The task :: What follows are records. Restate all of them word for word.

───── Input records

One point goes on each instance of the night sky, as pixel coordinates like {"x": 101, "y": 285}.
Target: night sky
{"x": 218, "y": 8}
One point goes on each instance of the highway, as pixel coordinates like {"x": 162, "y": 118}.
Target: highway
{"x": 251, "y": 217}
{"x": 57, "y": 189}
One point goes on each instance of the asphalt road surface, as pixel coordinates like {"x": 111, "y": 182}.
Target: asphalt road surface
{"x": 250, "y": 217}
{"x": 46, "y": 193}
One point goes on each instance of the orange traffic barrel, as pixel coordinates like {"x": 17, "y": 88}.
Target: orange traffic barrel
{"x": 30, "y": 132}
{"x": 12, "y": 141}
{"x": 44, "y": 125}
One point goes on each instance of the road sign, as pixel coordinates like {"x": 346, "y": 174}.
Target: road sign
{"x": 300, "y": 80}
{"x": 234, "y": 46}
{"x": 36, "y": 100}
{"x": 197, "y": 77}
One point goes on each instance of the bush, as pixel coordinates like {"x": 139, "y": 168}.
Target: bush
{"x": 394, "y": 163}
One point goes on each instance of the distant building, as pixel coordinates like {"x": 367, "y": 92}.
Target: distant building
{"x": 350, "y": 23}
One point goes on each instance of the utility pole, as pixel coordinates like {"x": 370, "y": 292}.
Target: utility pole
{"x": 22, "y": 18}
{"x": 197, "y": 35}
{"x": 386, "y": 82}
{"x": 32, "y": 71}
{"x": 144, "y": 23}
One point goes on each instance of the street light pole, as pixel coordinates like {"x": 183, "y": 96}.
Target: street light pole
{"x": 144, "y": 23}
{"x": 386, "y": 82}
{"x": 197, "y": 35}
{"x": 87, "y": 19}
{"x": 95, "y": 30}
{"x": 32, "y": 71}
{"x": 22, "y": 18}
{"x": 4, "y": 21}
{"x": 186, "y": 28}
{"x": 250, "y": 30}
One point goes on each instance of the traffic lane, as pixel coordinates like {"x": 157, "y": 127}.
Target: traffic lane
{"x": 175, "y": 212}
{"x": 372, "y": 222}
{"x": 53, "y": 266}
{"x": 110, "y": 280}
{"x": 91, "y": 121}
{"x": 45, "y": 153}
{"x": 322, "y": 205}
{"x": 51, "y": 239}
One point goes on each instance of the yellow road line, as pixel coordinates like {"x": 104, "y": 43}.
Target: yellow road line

──────────

Answer to the problem ::
One point goes on each instance of the night sky, as pixel coordinates like {"x": 101, "y": 285}.
Target: night sky
{"x": 218, "y": 8}
One point goes on each instance of the highway, as pixel coordinates like {"x": 162, "y": 118}.
Target: highway
{"x": 251, "y": 217}
{"x": 57, "y": 189}
One point goes on each instance of the asphalt road surface, as pixel coordinates like {"x": 111, "y": 182}.
Target: asphalt road surface
{"x": 250, "y": 217}
{"x": 46, "y": 193}
One point goes on each instance of the orange traffic barrel, as pixel coordinates like {"x": 17, "y": 88}.
Target: orange traffic barrel
{"x": 30, "y": 132}
{"x": 12, "y": 141}
{"x": 44, "y": 125}
One point goes on each instance of the road sign, as pixel coordinates like {"x": 346, "y": 174}.
Target: road sign
{"x": 300, "y": 80}
{"x": 234, "y": 46}
{"x": 36, "y": 100}
{"x": 197, "y": 77}
One point goes on each instance of the bush, as pixel coordinates like {"x": 139, "y": 168}.
Target: bush
{"x": 394, "y": 163}
One point goes on each instance of the distant building, as pixel coordinates like {"x": 367, "y": 92}.
Target: distant building
{"x": 350, "y": 23}
One point goes on each instance of the utility pole, as pixel coordinates like {"x": 370, "y": 292}.
Target: utility pole
{"x": 22, "y": 18}
{"x": 197, "y": 35}
{"x": 386, "y": 82}
{"x": 32, "y": 71}
{"x": 144, "y": 23}
One point goes on each instance of the street light pole, as pixel coordinates like {"x": 183, "y": 96}.
Target: street light pole
{"x": 144, "y": 23}
{"x": 386, "y": 82}
{"x": 197, "y": 35}
{"x": 87, "y": 19}
{"x": 95, "y": 30}
{"x": 32, "y": 71}
{"x": 22, "y": 18}
{"x": 4, "y": 21}
{"x": 186, "y": 28}
{"x": 250, "y": 30}
One point goes on each instance of the traffic lane, as pixel coordinates like {"x": 157, "y": 127}.
Target: traffic lane
{"x": 175, "y": 212}
{"x": 372, "y": 222}
{"x": 53, "y": 266}
{"x": 110, "y": 280}
{"x": 91, "y": 121}
{"x": 45, "y": 153}
{"x": 322, "y": 205}
{"x": 51, "y": 239}
One point goes on each instance of the yellow road line, as pixel coordinates like {"x": 104, "y": 43}.
Target: yellow road line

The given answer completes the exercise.